#### EXERCISE MATERIAL ####

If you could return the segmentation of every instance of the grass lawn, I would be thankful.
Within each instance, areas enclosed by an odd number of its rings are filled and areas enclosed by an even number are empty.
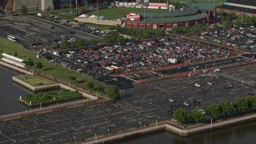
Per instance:
[[[46,60],[44,58],[37,58],[31,51],[22,48],[22,46],[14,43],[13,42],[10,42],[7,40],[6,38],[3,38],[0,37],[0,54],[2,54],[4,52],[4,50],[6,51],[6,54],[12,55],[13,53],[18,54],[18,58],[24,58],[25,61],[28,61],[30,58],[32,61],[36,63],[38,62],[42,62],[43,67],[42,69],[35,68],[35,66],[30,66],[29,68],[33,69],[34,70],[39,71],[40,73],[46,74],[48,76],[52,76],[56,78],[57,79],[62,80],[63,82],[70,82],[72,85],[75,85],[78,87],[81,87],[83,90],[92,91],[94,92],[94,90],[90,90],[86,86],[86,82],[88,81],[92,81],[94,84],[94,87],[97,87],[98,86],[103,86],[106,88],[107,88],[107,85],[97,81],[96,79],[91,78],[90,77],[87,77],[86,75],[83,75],[80,73],[74,72],[74,71],[70,71],[69,70],[59,66],[59,65],[54,65],[52,63],[46,62]],[[1,56],[2,57],[2,56]],[[76,80],[71,80],[70,77],[75,77]],[[98,94],[99,94],[98,92]]]
[[[39,104],[41,102],[51,102],[55,100],[63,100],[65,98],[78,96],[82,96],[82,94],[78,91],[65,90],[59,93],[39,93],[36,95],[26,95],[22,97],[22,99],[27,103],[31,102],[32,104]]]
[[[50,82],[46,79],[41,78],[37,76],[28,76],[28,75],[22,75],[16,77],[18,79],[22,80],[30,86],[47,86],[54,84],[54,82]]]
[[[114,9],[103,9],[98,10],[98,15],[103,15],[108,18],[120,18],[122,17],[126,17],[126,13],[130,12],[144,12],[144,9],[136,9],[136,8],[114,8]],[[166,13],[166,10],[155,10],[155,9],[145,9],[146,13]],[[94,10],[86,13],[86,15],[97,15],[97,10]]]

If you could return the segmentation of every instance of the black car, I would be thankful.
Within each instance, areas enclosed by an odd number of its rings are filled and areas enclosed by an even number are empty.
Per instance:
[[[198,104],[198,105],[199,105],[201,103],[201,102],[198,101],[198,100],[193,100],[193,102],[195,104]]]
[[[227,89],[230,89],[230,88],[233,87],[233,86],[230,85],[230,84],[227,84],[227,85],[226,86],[226,87]]]

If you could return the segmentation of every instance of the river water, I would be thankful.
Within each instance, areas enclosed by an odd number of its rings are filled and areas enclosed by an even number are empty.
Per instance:
[[[256,122],[231,126],[213,131],[182,137],[168,131],[151,133],[114,142],[115,144],[253,144],[256,142]]]
[[[20,74],[0,66],[0,115],[30,110],[18,102],[19,96],[33,94],[13,82],[12,77]]]
[[[14,71],[0,66],[0,115],[30,110],[18,101],[20,95],[33,94],[32,92],[13,82],[12,77],[18,75]],[[204,132],[189,137],[161,131],[131,138],[114,143],[123,144],[179,144],[179,143],[255,143],[256,122]]]

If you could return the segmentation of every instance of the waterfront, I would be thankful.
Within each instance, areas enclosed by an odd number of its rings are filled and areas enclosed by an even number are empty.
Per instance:
[[[168,131],[151,133],[114,142],[114,144],[182,144],[182,143],[254,143],[256,141],[256,122],[227,126],[213,131],[182,137]]]
[[[0,115],[30,110],[18,100],[19,96],[33,93],[13,82],[12,77],[20,74],[0,66]]]

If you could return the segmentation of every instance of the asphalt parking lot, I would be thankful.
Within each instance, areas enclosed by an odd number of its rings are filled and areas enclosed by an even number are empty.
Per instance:
[[[201,101],[201,107],[221,101],[234,102],[255,86],[232,78],[256,82],[256,64],[222,70],[218,78],[193,75],[149,82],[121,91],[122,99],[34,115],[0,123],[0,143],[60,143],[74,142],[94,134],[114,132],[131,126],[172,118],[166,112],[173,105]],[[225,77],[225,75],[228,75]],[[213,85],[207,84],[210,82]],[[200,87],[195,83],[201,85]],[[226,85],[232,85],[228,89]],[[202,89],[206,92],[202,93]],[[169,98],[174,99],[174,102]]]
[[[76,40],[91,38],[91,36],[85,34],[78,35],[70,32],[74,30],[30,16],[9,16],[0,18],[0,36],[14,36],[18,38],[18,43],[32,50],[52,48],[54,43],[63,42],[64,35],[65,38]]]

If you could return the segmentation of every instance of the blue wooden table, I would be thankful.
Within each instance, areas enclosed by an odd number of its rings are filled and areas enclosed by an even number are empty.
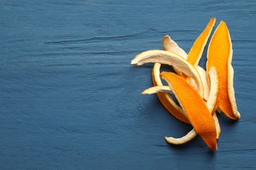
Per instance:
[[[165,35],[188,52],[212,17],[230,30],[242,115],[219,115],[217,152],[165,142],[192,127],[140,94],[152,65],[130,65]],[[251,0],[0,1],[0,169],[256,169],[255,18]]]

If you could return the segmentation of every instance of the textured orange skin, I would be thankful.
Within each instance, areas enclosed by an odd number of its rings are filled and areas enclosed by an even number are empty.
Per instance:
[[[196,90],[184,78],[173,73],[162,72],[161,77],[167,80],[175,92],[181,106],[191,124],[208,146],[217,150],[217,131],[211,113]]]
[[[215,20],[216,19],[215,18],[210,20],[205,29],[196,40],[195,42],[194,42],[192,47],[191,47],[191,49],[188,54],[188,58],[186,59],[186,61],[188,61],[191,65],[194,66],[198,65],[198,61],[200,59],[198,58],[198,57],[201,58],[202,56],[200,53],[202,53],[202,51],[203,50],[206,42],[205,41],[207,41],[209,38],[209,34],[211,32],[214,24],[215,23]]]
[[[202,53],[203,52],[205,43],[211,34],[213,27],[215,23],[215,18],[213,18],[210,20],[205,29],[195,41],[193,46],[191,47],[186,59],[186,61],[188,61],[191,65],[194,66],[198,65],[198,62],[202,56]],[[187,76],[184,73],[182,73],[182,76],[184,78],[187,77]]]
[[[217,101],[219,101],[219,107],[229,118],[238,119],[240,117],[233,112],[228,92],[228,75],[229,74],[228,65],[231,62],[230,58],[232,58],[232,50],[228,29],[225,22],[221,21],[209,44],[207,73],[209,78],[208,72],[211,67],[213,65],[217,69],[219,80],[217,96]]]
[[[154,86],[158,86],[158,84],[156,82],[155,78],[154,78],[154,72],[152,72],[152,81],[153,84]],[[156,94],[156,95],[158,97],[159,100],[160,101],[161,103],[165,107],[165,109],[176,118],[179,119],[179,120],[186,123],[186,124],[190,124],[188,119],[185,117],[185,116],[183,115],[182,113],[181,113],[179,110],[177,110],[175,107],[174,107],[172,105],[170,105],[170,103],[167,99],[165,95],[169,95],[168,94],[164,93],[164,92],[158,92]]]

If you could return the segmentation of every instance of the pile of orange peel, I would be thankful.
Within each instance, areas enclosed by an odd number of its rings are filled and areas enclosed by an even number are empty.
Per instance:
[[[214,18],[210,20],[188,54],[169,36],[165,35],[163,39],[164,50],[143,52],[131,61],[131,63],[136,65],[154,63],[154,86],[142,94],[156,94],[173,116],[193,126],[190,132],[181,138],[165,137],[169,143],[183,144],[198,134],[211,149],[216,150],[217,139],[221,133],[216,111],[222,111],[231,119],[240,118],[233,87],[232,42],[224,22],[221,21],[209,43],[206,71],[198,65],[215,20]],[[166,71],[160,73],[161,64],[171,65],[176,74]],[[163,85],[160,77],[168,86]],[[176,97],[179,104],[170,94]]]

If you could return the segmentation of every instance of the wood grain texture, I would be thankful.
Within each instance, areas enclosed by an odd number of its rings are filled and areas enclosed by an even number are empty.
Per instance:
[[[255,9],[249,0],[0,1],[0,169],[255,169]],[[219,116],[215,152],[199,137],[165,141],[192,128],[140,94],[152,65],[130,65],[165,35],[188,52],[212,17],[230,30],[242,115]]]

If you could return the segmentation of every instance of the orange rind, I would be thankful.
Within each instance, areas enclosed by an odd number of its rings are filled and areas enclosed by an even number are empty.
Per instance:
[[[131,64],[137,65],[155,63],[152,73],[154,86],[142,94],[156,94],[171,114],[193,126],[182,137],[165,137],[169,143],[183,144],[199,134],[210,148],[217,150],[217,139],[220,136],[221,127],[216,111],[219,113],[223,111],[232,119],[240,118],[233,86],[231,39],[223,21],[209,42],[206,71],[198,65],[215,20],[215,18],[210,20],[188,54],[169,36],[165,35],[163,39],[165,50],[145,51],[131,61]],[[171,65],[177,75],[168,72],[160,73],[161,64]],[[168,86],[163,86],[161,78]],[[170,94],[176,97],[179,104],[174,101]]]
[[[214,120],[203,99],[190,84],[181,76],[169,72],[162,72],[161,78],[173,91],[181,107],[208,146],[217,150],[217,131]],[[182,87],[181,89],[181,86]]]
[[[209,98],[208,101],[206,103],[207,107],[211,114],[214,113],[213,115],[213,120],[215,124],[216,129],[217,129],[217,139],[219,139],[219,137],[221,133],[221,127],[219,125],[218,118],[216,115],[216,113],[214,112],[214,108],[216,105],[217,96],[217,90],[218,90],[218,84],[219,81],[217,80],[217,71],[216,69],[213,67],[209,72],[211,82],[212,85],[212,88],[211,89],[210,94],[211,97]],[[164,92],[164,93],[170,93],[173,94],[173,92],[170,90],[169,86],[154,86],[150,88],[148,88],[144,90],[142,94],[152,94],[159,92]],[[179,106],[177,106],[179,109],[181,109]],[[188,116],[184,112],[184,116],[186,118],[188,118]],[[174,138],[174,137],[165,137],[165,140],[171,144],[181,144],[185,143],[191,139],[192,139],[196,135],[197,133],[194,130],[191,130],[187,135],[181,138]]]
[[[238,119],[240,118],[240,114],[237,109],[233,87],[232,56],[232,42],[228,29],[225,22],[221,21],[209,44],[206,68],[207,73],[212,66],[215,67],[218,71],[219,108],[229,118]]]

####

§ **PROBLEM REQUIREMENTS**:
Locate every line in the records above that contains the string "peel" and copy each one in full. Uppercase and lowercase letters count as different.

§ **FINAL ANSWER**:
If you could return the segmentation of every instance of the pile of orange peel, I would be thankful.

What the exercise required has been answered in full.